- **What to do**: Put every line of the records below into a numbered list, leaving out any blank lines.

- **Input data**:
>> Begin

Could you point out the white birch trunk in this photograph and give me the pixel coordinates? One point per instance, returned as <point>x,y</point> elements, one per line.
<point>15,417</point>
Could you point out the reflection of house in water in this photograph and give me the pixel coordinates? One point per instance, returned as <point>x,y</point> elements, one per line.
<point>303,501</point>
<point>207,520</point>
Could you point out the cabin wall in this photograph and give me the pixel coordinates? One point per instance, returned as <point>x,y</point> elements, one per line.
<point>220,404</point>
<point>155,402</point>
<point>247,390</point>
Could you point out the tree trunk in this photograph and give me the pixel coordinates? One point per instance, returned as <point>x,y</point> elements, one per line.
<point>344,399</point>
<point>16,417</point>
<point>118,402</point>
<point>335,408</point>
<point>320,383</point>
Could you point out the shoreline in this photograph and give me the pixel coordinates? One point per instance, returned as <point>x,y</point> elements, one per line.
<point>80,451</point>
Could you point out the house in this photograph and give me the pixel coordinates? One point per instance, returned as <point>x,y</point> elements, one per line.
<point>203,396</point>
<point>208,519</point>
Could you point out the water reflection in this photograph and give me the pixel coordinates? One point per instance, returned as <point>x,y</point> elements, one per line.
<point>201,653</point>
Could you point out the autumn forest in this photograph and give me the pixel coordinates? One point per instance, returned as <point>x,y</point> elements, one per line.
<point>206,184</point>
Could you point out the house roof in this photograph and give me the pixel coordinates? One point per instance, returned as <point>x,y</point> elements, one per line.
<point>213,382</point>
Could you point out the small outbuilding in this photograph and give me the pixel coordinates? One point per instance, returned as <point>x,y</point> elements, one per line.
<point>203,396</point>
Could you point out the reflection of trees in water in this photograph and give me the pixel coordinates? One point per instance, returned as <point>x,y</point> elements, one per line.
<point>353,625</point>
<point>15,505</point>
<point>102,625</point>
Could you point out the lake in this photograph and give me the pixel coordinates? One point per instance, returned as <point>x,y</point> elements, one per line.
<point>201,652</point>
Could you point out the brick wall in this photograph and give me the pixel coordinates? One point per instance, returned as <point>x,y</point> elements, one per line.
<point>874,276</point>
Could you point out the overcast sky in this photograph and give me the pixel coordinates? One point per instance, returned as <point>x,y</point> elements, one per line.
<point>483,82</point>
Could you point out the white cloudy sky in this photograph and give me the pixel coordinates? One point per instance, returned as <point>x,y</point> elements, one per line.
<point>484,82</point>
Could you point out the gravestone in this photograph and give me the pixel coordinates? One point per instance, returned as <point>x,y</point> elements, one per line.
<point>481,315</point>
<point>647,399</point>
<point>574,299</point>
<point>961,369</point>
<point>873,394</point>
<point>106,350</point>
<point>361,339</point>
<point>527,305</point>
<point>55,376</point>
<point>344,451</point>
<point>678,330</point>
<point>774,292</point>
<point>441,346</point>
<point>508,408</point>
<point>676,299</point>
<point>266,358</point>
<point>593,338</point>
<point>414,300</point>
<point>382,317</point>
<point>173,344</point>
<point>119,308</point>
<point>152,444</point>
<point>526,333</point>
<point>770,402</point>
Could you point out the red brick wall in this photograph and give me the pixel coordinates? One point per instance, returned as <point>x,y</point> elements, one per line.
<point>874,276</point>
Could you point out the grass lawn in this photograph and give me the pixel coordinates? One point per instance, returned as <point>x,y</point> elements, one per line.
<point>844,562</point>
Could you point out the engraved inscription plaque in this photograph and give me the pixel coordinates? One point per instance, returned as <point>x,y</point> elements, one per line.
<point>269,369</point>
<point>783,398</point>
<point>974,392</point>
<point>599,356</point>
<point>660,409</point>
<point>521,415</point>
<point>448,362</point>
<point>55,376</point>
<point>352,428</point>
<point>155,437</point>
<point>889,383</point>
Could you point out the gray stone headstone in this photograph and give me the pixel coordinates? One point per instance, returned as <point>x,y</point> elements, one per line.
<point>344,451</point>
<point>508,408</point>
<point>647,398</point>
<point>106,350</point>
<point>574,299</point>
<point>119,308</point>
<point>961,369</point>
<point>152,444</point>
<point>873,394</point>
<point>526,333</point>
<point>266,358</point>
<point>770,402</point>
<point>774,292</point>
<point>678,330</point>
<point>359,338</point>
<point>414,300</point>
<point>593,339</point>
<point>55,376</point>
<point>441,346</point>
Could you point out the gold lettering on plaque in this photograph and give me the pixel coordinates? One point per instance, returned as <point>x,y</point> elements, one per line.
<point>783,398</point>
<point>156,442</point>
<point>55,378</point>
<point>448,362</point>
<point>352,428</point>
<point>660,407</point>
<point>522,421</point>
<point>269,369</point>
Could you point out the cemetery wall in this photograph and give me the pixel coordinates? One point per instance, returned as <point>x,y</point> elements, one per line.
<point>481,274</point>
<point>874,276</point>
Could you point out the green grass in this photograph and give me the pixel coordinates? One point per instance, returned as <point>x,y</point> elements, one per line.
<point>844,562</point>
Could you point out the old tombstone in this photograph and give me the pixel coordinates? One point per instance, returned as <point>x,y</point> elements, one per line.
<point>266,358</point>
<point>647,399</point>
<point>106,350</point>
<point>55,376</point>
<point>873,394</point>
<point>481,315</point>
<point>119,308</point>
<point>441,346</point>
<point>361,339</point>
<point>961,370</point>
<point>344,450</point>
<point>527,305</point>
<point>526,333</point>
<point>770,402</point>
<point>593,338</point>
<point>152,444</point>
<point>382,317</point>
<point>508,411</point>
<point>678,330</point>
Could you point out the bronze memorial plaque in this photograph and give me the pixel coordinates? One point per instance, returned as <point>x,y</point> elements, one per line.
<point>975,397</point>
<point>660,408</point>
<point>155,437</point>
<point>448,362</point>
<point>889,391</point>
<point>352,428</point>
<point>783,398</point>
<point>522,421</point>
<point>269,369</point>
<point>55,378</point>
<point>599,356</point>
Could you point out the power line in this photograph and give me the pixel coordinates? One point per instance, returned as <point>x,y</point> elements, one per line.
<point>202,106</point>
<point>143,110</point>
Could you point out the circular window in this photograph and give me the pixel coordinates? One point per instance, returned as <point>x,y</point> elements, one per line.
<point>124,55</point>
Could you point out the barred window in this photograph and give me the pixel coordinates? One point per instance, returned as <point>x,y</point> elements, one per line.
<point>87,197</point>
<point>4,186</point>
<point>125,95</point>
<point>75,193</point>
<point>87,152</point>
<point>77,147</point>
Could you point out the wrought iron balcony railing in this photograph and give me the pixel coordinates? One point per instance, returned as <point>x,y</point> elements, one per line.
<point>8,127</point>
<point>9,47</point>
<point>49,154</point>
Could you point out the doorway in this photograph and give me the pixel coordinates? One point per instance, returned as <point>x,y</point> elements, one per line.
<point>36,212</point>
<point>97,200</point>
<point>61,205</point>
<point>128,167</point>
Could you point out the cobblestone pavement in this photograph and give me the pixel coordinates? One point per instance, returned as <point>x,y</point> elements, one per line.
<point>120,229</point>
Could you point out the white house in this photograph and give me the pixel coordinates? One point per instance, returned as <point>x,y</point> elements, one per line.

>> End

- **Solution for this problem**:
1. Could you point out the white birch trunk in this photograph and give me the pixel coordinates? One point per instance, returned as <point>x,y</point> elements, one per line.
2. <point>15,417</point>
3. Could you point out the reflection of house in water in this photograph and give me the pixel coordinates? One point per instance, returned as <point>x,y</point> elements, one per line.
4. <point>303,501</point>
5. <point>207,520</point>
6. Could you point out the cabin wall in this photograph and give me the pixel coordinates? One point per instance, returned as <point>x,y</point> elements, one per line.
7. <point>220,404</point>
8. <point>155,402</point>
9. <point>247,390</point>
10. Could you point out the tree trunk in this photograph and give me the pixel coordinates? One point per instance, returned as <point>x,y</point> elements, one per line.
11. <point>344,399</point>
12. <point>16,417</point>
13. <point>118,402</point>
14. <point>335,408</point>
15. <point>320,383</point>
16. Could you point out the shoreline in this photograph and give me the pixel coordinates? One point per instance, returned as <point>x,y</point> elements, one per line.
17. <point>80,451</point>
18. Could you point out the house in this photograph and give me the pixel coordinates? One point per instance, returned as <point>x,y</point> elements, one per line.
19. <point>203,396</point>
20. <point>208,519</point>
21. Could you point out the water reflection in this photograph and give me the pixel coordinates? One point per instance, returned as <point>x,y</point> elements, one per line.
22. <point>201,653</point>
23. Could you point out the autumn forest in this photograph and give me the pixel coordinates? One point per instance, returned as <point>x,y</point> elements, one per line.
24. <point>206,184</point>
25. Could you point out the house roof in this photograph and give me the pixel coordinates? One point per instance, returned as <point>x,y</point> elements, one per line.
26. <point>213,382</point>
27. Could you point out the small outbuilding in this photograph and give me the pixel coordinates? One point per instance, returned as <point>x,y</point> elements, one per line.
28. <point>203,396</point>
29. Could you point out the reflection of trees in water in this photograph and give me the pixel coordinates? One point per instance, returned as <point>x,y</point> elements, one per line.
30. <point>353,625</point>
31. <point>15,505</point>
32. <point>102,625</point>
33. Could you point out the lake in this photograph and give me the pixel coordinates? One point per instance, returned as <point>x,y</point> elements, one per line.
34. <point>201,652</point>
35. Could you point out the brick wall in this photograph and give me the pixel coordinates? One point per instance, returned as <point>x,y</point> elements, one per line.
36. <point>874,276</point>
37. Could you point out the overcast sky in this photograph and give me the pixel coordinates? One point per instance, returned as <point>x,y</point> elements, one per line.
38. <point>483,82</point>
39. Could you point out the white cloudy sky in this photograph and give me the pixel coordinates? One point per instance, returned as <point>x,y</point> elements, one per line.
40. <point>484,82</point>
41. Could you point out the gravestone in this photograph and give me the pixel coordinates? One point per instance, returned as <point>x,y</point> elements, one per line.
42. <point>481,315</point>
43. <point>647,399</point>
44. <point>574,299</point>
45. <point>961,369</point>
46. <point>873,394</point>
47. <point>106,350</point>
48. <point>361,339</point>
49. <point>527,305</point>
50. <point>55,376</point>
51. <point>344,451</point>
52. <point>678,330</point>
53. <point>774,292</point>
54. <point>441,346</point>
55. <point>508,408</point>
56. <point>676,299</point>
57. <point>266,358</point>
58. <point>593,338</point>
59. <point>414,300</point>
60. <point>382,317</point>
61. <point>173,344</point>
62. <point>119,308</point>
63. <point>152,444</point>
64. <point>526,333</point>
65. <point>770,402</point>
66. Could you point out the red brick wall in this photograph and give me the pixel coordinates? One point per instance, returned as <point>x,y</point> elements, one per line.
67. <point>874,276</point>
68. Could you point out the grass lawn in this photograph and give me the pixel coordinates? One point per instance, returned as <point>x,y</point> elements, one per line.
69. <point>844,562</point>
70. Could you point out the engraved inscription plaque in this photograph and give me the pixel coordinates? One point per instance, returned as <point>x,y</point> elements, one per line.
71. <point>269,369</point>
72. <point>783,398</point>
73. <point>974,392</point>
74. <point>599,356</point>
75. <point>660,409</point>
76. <point>521,415</point>
77. <point>448,362</point>
78. <point>55,376</point>
79. <point>352,428</point>
80. <point>155,437</point>
81. <point>889,383</point>
82. Could you point out the gray stone headstone in this photograph and give me the pixel coordinates? One point per instance, returned as <point>x,y</point> elements, one per line.
83. <point>344,451</point>
84. <point>508,408</point>
85. <point>647,398</point>
86. <point>106,350</point>
87. <point>574,299</point>
88. <point>119,308</point>
89. <point>961,369</point>
90. <point>152,444</point>
91. <point>873,394</point>
92. <point>526,333</point>
93. <point>266,358</point>
94. <point>770,402</point>
95. <point>774,292</point>
96. <point>678,330</point>
97. <point>359,338</point>
98. <point>414,300</point>
99. <point>593,339</point>
100. <point>55,376</point>
101. <point>441,346</point>
102. Could you point out the gold lettering on plaque in this photograph and give me the pixel coordinates? One point per instance, returned as <point>x,y</point> elements, one per line.
103. <point>783,398</point>
104. <point>156,442</point>
105. <point>55,378</point>
106. <point>448,362</point>
107. <point>352,428</point>
108. <point>660,407</point>
109. <point>522,421</point>
110. <point>269,369</point>
111. Could you point out the cemetery wall in this photograph and give me the pixel coordinates? One point per instance, returned as <point>x,y</point> elements, one per line.
112. <point>481,274</point>
113. <point>874,276</point>
114. Could you point out the green grass in this photograph and give me the pixel coordinates? One point per instance, returned as <point>x,y</point> elements, one per line.
115. <point>844,562</point>
116. Could you point out the old tombstone in this photograph and give me the pixel coordinates? One point per instance, returned as <point>x,y</point> elements, one per line.
117. <point>266,358</point>
118. <point>647,399</point>
119. <point>106,350</point>
120. <point>55,376</point>
121. <point>873,394</point>
122. <point>481,315</point>
123. <point>119,308</point>
124. <point>441,346</point>
125. <point>361,339</point>
126. <point>961,370</point>
127. <point>344,450</point>
128. <point>527,305</point>
129. <point>526,333</point>
130. <point>770,402</point>
131. <point>593,338</point>
132. <point>152,444</point>
133. <point>382,317</point>
134. <point>508,411</point>
135. <point>678,330</point>
136. Could you point out the bronze memorial plaque in this photograph and give me the pixel coordinates? One point per instance, returned as <point>x,y</point> elements, one per line.
137. <point>975,397</point>
138. <point>660,408</point>
139. <point>155,437</point>
140. <point>448,362</point>
141. <point>889,391</point>
142. <point>352,428</point>
143. <point>783,398</point>
144. <point>522,421</point>
145. <point>269,369</point>
146. <point>55,378</point>
147. <point>599,356</point>
148. Could you point out the power line in this photograph and give me the pixel coordinates? One point per instance, returned as <point>x,y</point> elements, one per line.
149. <point>202,106</point>
150. <point>143,110</point>
151. Could you point out the circular window in this photograph and give me the pixel coordinates? One point per instance, returned as <point>x,y</point> elements, one per line.
152. <point>124,55</point>
153. Could you point out the barred window in this photograph and give me the pixel coordinates? One point per instance, returned as <point>x,y</point> elements, one per line.
154. <point>87,197</point>
155. <point>4,186</point>
156. <point>125,95</point>
157. <point>75,193</point>
158. <point>87,152</point>
159. <point>77,147</point>
160. Could you point out the wrought iron balcony railing in this photograph and give me the pixel coordinates? One point per instance, returned as <point>x,y</point> elements, one per line.
161. <point>8,127</point>
162. <point>9,47</point>
163. <point>49,154</point>
164. Could you point out the doorway in this photograph and give me the pixel coordinates? One point per instance, returned as <point>x,y</point> elements, one per line.
165. <point>36,212</point>
166. <point>97,200</point>
167. <point>61,205</point>
168. <point>128,167</point>
169. Could you point out the cobblestone pavement in this photograph and give me the pixel coordinates? One point per instance, returned as <point>x,y</point> elements, one per line.
170. <point>120,229</point>
171. Could you point out the white house in this photograph and give me the pixel coordinates? One point per instance, returned as <point>x,y</point> elements, one per line.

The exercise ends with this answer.